Give the entries again exactly, every one of them.

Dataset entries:
_ _ _ _

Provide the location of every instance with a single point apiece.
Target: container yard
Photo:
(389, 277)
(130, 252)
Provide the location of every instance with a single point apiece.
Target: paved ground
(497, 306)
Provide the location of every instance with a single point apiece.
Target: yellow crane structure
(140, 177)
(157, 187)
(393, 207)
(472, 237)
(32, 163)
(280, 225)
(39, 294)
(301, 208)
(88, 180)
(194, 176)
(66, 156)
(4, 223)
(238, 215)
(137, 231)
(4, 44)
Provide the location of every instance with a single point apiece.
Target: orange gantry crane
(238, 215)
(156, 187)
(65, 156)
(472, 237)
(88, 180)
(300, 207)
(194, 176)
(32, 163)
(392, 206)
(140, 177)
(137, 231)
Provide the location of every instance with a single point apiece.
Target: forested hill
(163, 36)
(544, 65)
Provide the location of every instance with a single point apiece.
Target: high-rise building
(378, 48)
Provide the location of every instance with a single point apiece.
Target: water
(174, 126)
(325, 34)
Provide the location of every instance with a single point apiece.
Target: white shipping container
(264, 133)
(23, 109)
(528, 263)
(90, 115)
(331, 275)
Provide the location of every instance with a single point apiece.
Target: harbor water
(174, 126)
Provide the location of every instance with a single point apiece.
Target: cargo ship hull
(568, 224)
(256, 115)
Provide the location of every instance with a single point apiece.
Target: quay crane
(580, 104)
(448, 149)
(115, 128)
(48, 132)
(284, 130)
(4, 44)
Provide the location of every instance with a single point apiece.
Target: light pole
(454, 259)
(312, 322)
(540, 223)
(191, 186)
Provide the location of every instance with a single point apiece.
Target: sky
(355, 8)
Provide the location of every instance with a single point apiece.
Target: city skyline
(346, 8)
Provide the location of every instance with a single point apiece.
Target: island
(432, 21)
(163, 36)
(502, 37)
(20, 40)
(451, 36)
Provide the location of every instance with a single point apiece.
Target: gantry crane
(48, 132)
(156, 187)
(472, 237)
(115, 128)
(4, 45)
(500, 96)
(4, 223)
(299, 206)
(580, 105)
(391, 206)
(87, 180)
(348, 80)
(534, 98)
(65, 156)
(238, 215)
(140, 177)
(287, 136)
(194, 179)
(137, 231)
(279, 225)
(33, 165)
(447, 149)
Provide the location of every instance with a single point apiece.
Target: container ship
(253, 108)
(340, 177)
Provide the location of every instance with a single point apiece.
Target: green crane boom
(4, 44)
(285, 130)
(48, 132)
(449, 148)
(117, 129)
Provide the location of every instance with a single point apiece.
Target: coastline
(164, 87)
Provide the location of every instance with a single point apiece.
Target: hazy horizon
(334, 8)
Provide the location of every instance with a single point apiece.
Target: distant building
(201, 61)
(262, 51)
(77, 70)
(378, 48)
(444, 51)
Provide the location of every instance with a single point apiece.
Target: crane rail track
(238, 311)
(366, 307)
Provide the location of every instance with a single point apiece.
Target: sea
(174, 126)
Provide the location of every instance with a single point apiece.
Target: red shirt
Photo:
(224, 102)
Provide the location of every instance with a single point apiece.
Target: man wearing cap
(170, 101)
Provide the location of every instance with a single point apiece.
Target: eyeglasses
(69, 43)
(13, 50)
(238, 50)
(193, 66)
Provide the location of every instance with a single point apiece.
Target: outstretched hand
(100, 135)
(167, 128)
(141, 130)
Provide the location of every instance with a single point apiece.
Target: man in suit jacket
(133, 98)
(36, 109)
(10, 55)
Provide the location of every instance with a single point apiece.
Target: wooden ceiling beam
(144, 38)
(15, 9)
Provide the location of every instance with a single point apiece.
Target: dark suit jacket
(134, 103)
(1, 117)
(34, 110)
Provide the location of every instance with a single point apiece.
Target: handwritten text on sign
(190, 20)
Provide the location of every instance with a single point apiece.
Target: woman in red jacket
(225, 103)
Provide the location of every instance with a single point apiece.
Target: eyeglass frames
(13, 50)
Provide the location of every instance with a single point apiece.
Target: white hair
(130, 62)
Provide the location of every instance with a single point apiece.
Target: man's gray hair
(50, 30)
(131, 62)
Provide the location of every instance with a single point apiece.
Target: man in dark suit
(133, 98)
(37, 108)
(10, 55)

_ _ _ _

◆ FINISHED TASK
Provide the location of every instance with a single point apiece.
Target: container yard
Photo:
(389, 277)
(130, 252)
Provide the location of every instance with a single point apiece.
Target: paved ground
(497, 306)
Provide the location of every instance with a single point apiece.
Target: yellow crane structure
(140, 177)
(157, 187)
(393, 207)
(472, 237)
(32, 163)
(280, 225)
(39, 294)
(301, 208)
(88, 180)
(194, 176)
(66, 156)
(4, 223)
(238, 215)
(137, 231)
(4, 44)
Provide the location of every instance with a single point apiece.
Target: orange gantry crane
(238, 215)
(156, 187)
(65, 156)
(472, 237)
(88, 180)
(300, 207)
(194, 176)
(32, 163)
(392, 206)
(140, 177)
(137, 231)
Provide the location of every instance with a single point apiece.
Target: forested hill
(163, 36)
(544, 65)
Provide the location of every instance with a single point apiece.
Target: high-rise building
(378, 48)
Provide the location of every instance with a single point apiece.
Target: water
(174, 126)
(325, 34)
Provide the location of every instance with a single point apiece.
Target: white shipping container
(264, 133)
(23, 109)
(528, 263)
(90, 115)
(331, 275)
Provide the location of every instance with a single point apiece.
Target: harbor water
(174, 126)
Provide the location of every instance with a single point apiece.
Target: cargo ship hull
(568, 224)
(256, 115)
Provide the location of every instance with a single point apiece.
Target: quay crane
(580, 104)
(448, 149)
(115, 128)
(48, 132)
(284, 130)
(4, 44)
Provide the location of every instance with a single point apiece.
Target: light pole
(454, 259)
(312, 322)
(540, 223)
(191, 186)
Provide the location of every instance with a single point apiece.
Target: sky
(355, 8)
Provide the location of every instance with a single point apiece.
Target: city skyline
(346, 8)
Provide the location of every instance with a single point apiece.
Target: island
(432, 21)
(163, 36)
(502, 37)
(20, 40)
(451, 36)
Provide the location of every instance with a single point apiece.
Target: gantry crane
(48, 132)
(156, 187)
(472, 237)
(115, 128)
(4, 45)
(500, 96)
(4, 223)
(299, 206)
(580, 105)
(391, 206)
(87, 180)
(348, 80)
(534, 98)
(65, 156)
(238, 215)
(140, 177)
(287, 136)
(194, 179)
(137, 231)
(279, 225)
(33, 165)
(447, 149)
Provide the location of every instance with a single point apiece.
Target: container ship
(253, 108)
(340, 177)
Provide the location of every instance with a single point apiece.
Target: green crane boom
(4, 44)
(285, 130)
(48, 132)
(449, 148)
(117, 129)
Provide the location of every instance with a single point apiece.
Target: coastline
(164, 87)
Provide the location of every instance with a single point apiece.
Target: hazy horizon
(334, 8)
Provide the location of every instance with a single point apiece.
Target: distant building
(201, 61)
(262, 51)
(77, 70)
(378, 48)
(444, 51)
Provide the location of every instance with a single point apiece.
Target: crane rail track
(238, 311)
(366, 307)
Provide the location of every instance with a single point apiece.
Target: sea
(174, 126)
Provide the location of every instance with a single point apiece.
Target: red shirt
Photo:
(224, 102)
Provide the location of every instance with a single point apiece.
Target: man wearing cap
(170, 101)
Provide the location of every instance with a single point apiece.
Target: eyeglasses
(69, 43)
(13, 50)
(238, 50)
(193, 66)
Provide the location of every instance with a single point apiece.
Target: outstretched hand
(100, 135)
(167, 128)
(141, 130)
Provide the location of every instance with a single point apiece.
Target: man in suit jacket
(133, 98)
(36, 109)
(10, 55)
Provide the location of every instance with a single point apiece.
Target: wooden ceiling beam
(144, 38)
(15, 9)
Provide the location of every instance with a single point apiece.
Target: dark suit jacket
(134, 103)
(1, 117)
(34, 110)
Provide the location of every instance with a single point apiece.
Target: handwritten text on sign
(190, 20)
Provide the location of every instance with a single point apiece.
Target: woman in red jacket
(225, 103)
Provide the location of every instance with a single point apiece.
Target: eyeglass frames
(13, 50)
Provide the location of every instance with a single point apiece.
Target: white hair
(130, 62)
Provide the location of every instance with a single point apiece.
Target: man's gray hair
(50, 30)
(131, 62)
Provide the location of every instance with a single point apiece.
Target: man in dark suit
(133, 98)
(37, 108)
(10, 55)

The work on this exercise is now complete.